- **Directive**: Arrange the stretch of the listing below, from the line containing "Would you kindly pick out the arched" through the end of the listing, as a two-column CSV with the columns request and answer. Give one row per request, put each field in quotes, and replace any line breaks with spaces.

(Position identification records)
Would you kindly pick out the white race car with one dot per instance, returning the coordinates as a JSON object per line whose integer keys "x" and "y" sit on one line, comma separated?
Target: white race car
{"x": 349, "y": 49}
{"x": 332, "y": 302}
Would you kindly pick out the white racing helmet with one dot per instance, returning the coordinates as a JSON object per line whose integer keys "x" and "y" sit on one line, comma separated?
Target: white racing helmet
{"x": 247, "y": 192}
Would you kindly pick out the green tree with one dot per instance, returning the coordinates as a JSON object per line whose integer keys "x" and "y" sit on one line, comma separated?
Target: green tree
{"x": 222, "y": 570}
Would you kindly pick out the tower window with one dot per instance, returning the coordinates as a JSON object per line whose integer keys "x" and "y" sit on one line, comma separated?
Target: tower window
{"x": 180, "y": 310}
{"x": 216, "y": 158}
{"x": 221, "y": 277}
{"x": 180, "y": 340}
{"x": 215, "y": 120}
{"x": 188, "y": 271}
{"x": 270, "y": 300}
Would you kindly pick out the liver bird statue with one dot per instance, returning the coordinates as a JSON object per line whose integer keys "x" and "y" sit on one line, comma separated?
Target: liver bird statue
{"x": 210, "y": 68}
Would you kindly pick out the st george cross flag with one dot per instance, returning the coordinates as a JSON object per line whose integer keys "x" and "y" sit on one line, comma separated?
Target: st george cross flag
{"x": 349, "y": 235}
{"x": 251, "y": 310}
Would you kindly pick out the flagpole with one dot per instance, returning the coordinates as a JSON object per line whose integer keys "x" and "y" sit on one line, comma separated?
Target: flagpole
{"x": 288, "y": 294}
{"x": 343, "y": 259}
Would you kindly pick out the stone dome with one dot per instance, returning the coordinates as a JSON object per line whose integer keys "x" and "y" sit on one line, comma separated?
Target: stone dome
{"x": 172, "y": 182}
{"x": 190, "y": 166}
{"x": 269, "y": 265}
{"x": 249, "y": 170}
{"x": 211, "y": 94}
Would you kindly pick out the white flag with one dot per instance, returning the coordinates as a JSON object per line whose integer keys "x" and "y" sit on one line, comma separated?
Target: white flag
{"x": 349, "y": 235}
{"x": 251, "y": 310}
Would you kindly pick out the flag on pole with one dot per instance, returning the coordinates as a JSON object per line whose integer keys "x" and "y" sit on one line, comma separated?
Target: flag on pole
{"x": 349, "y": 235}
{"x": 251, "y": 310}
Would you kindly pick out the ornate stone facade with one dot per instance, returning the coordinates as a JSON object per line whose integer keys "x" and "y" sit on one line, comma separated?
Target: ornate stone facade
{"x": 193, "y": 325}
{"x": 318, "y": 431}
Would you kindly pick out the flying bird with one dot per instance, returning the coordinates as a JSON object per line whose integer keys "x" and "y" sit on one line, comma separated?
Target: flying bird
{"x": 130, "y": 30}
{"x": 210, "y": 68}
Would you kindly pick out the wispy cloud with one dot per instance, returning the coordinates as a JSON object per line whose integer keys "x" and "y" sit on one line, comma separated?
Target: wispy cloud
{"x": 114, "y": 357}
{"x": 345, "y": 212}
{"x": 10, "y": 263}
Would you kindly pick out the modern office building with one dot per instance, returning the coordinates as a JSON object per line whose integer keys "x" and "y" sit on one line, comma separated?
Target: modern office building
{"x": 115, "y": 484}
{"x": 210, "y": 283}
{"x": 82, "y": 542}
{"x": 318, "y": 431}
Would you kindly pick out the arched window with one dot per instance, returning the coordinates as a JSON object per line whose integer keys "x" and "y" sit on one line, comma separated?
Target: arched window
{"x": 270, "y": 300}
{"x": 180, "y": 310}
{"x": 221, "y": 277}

- **Problem solution**:
request,answer
"Would you kindly pick out the arched window with one dot per instance, returning the coordinates as a JSON object per line whose integer keys ""x"" and ""y"" sit on one line, comma separated? Target: arched window","{""x"": 270, ""y"": 300} {""x"": 180, ""y"": 310} {""x"": 221, ""y"": 277}"